* _Try it_
Find the line with "of the man's" in the records below. Copy it and every line after it, up to and including the line with "Target: man's mustache".

* _Records for processing_
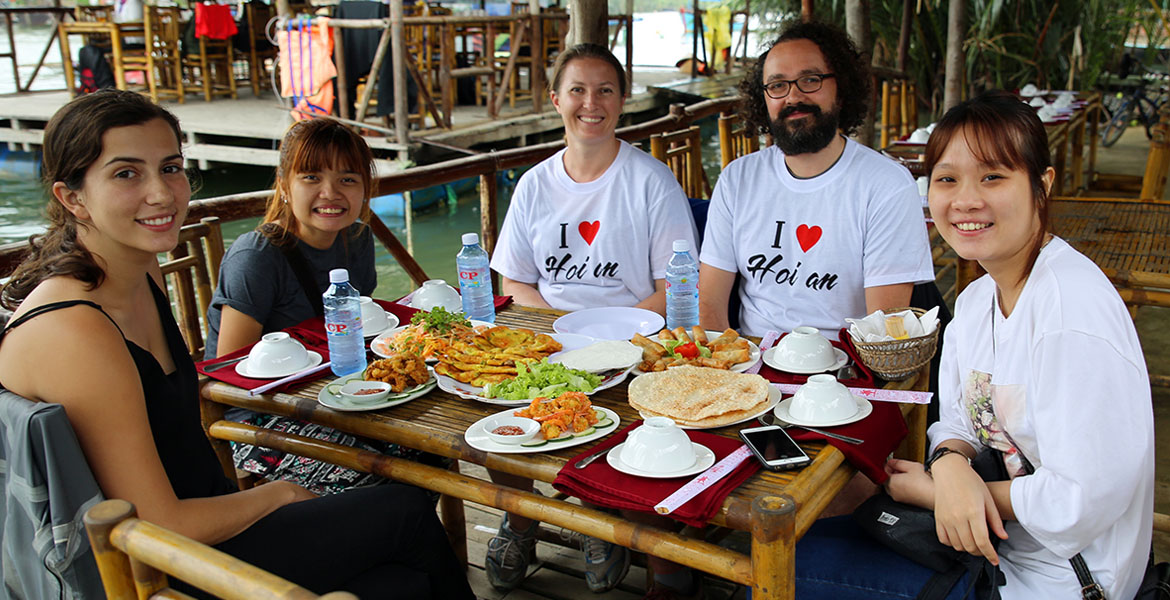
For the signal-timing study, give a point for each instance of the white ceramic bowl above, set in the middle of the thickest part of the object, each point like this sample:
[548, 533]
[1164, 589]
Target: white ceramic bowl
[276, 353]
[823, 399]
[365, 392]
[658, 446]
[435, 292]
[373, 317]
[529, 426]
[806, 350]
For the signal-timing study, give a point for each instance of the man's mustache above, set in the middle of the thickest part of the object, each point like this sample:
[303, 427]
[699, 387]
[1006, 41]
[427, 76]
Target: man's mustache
* * *
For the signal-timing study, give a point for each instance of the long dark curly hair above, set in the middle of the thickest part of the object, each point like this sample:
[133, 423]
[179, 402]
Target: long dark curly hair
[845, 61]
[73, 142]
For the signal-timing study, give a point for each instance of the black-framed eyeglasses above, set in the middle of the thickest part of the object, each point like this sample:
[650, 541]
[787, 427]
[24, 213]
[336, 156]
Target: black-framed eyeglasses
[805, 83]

* _Reply to the task_
For the signal-timing study, give a point for each instance of the man's mustache above, set in the middle of the thickest part of the object, each point like this sample:
[303, 427]
[699, 387]
[1006, 41]
[427, 76]
Target: man's mustache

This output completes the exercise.